## begin

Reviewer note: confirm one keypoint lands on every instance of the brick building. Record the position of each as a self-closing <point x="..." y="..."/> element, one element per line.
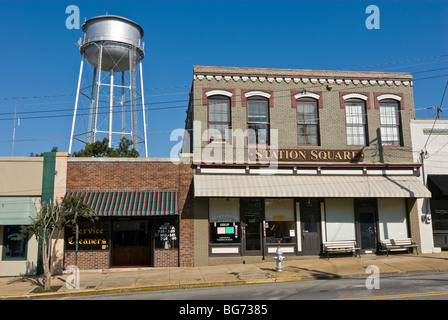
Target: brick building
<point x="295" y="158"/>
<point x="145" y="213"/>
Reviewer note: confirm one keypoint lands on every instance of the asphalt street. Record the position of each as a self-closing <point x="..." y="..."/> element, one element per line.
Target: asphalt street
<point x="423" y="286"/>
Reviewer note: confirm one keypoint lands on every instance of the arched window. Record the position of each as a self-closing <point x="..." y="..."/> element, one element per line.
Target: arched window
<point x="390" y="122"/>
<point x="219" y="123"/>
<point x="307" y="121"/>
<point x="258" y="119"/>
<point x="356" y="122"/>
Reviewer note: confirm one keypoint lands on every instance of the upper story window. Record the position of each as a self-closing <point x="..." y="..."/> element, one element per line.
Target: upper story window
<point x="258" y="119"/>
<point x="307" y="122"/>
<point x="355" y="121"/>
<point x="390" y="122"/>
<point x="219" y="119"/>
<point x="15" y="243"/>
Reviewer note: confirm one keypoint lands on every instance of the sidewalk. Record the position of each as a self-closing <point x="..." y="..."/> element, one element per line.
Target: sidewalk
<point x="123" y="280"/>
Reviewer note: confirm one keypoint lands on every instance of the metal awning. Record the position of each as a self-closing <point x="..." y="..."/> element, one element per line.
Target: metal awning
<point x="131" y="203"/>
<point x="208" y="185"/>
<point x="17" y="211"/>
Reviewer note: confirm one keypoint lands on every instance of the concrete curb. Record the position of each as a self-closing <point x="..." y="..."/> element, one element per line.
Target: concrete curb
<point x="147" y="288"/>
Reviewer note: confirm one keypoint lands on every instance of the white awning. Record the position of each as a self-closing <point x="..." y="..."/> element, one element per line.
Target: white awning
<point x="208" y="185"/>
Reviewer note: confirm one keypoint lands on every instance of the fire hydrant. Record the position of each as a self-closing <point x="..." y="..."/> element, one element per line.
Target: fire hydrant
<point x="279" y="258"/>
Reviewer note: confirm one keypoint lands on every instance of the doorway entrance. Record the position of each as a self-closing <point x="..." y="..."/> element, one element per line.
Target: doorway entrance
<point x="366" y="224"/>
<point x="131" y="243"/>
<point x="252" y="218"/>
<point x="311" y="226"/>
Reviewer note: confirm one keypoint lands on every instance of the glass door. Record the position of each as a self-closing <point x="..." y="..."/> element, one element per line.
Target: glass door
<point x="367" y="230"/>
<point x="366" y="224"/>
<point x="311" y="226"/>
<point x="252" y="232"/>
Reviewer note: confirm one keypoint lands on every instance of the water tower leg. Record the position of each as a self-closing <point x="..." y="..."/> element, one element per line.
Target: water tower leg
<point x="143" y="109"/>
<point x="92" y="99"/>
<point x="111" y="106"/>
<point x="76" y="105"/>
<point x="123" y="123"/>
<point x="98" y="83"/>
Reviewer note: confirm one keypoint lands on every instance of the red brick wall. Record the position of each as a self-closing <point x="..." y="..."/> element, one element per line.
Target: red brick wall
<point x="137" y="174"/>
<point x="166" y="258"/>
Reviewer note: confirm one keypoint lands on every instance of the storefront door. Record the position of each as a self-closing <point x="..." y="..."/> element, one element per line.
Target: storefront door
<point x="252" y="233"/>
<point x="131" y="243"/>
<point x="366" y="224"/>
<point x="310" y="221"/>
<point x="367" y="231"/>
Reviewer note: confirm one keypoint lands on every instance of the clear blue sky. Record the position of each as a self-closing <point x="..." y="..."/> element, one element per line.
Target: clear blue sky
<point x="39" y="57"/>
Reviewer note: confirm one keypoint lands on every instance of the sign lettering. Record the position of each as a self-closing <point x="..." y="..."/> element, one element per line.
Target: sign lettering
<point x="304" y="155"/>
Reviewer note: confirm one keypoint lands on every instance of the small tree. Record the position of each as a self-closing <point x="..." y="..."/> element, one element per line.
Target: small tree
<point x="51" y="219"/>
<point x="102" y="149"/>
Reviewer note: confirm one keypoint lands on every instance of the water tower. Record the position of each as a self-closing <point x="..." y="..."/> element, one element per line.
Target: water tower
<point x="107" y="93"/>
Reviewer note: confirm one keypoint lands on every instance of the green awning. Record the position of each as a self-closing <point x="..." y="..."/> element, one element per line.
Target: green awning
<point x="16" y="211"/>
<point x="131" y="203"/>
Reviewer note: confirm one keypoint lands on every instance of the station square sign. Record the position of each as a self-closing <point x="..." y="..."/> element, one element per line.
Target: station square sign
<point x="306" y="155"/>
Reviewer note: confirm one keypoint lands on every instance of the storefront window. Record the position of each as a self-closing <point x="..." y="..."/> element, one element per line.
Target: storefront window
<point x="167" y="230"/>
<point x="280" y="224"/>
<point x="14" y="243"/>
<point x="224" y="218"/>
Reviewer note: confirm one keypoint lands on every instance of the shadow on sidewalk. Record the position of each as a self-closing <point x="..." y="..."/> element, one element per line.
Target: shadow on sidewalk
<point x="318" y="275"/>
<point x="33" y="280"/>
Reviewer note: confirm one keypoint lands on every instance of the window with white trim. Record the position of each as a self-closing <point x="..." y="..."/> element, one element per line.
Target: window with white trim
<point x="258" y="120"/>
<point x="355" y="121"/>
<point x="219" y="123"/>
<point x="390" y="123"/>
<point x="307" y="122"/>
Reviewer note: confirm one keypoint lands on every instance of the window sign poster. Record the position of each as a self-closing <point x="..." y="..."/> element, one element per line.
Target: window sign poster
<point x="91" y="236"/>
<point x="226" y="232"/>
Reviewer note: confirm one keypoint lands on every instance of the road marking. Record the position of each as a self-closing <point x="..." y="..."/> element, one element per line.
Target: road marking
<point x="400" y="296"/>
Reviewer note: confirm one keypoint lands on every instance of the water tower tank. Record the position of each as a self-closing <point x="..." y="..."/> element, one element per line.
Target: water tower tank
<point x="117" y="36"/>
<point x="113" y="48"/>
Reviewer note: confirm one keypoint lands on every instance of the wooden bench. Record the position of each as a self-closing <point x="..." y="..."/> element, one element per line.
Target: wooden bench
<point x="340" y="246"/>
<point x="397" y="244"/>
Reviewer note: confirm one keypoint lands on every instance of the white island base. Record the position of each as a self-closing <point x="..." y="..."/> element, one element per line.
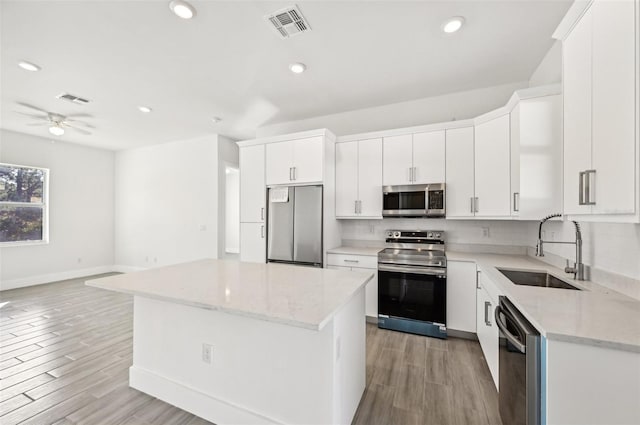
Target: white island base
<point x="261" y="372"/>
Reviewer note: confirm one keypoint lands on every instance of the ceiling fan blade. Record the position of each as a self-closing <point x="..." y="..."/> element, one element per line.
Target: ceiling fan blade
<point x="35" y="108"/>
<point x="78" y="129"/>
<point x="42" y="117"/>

## end
## begin

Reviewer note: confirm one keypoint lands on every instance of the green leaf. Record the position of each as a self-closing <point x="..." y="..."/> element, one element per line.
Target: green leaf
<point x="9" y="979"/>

## end

DESCRIPTION OF THE TASK
Find every line in the listing that contains the word "small" and copy each such line in full.

ANSWER
Reviewer note: confirm one keypoint lands on every instance of the small tree. Record the position of each as a self-closing <point x="..." y="..."/> element, one element per line.
Target: small tree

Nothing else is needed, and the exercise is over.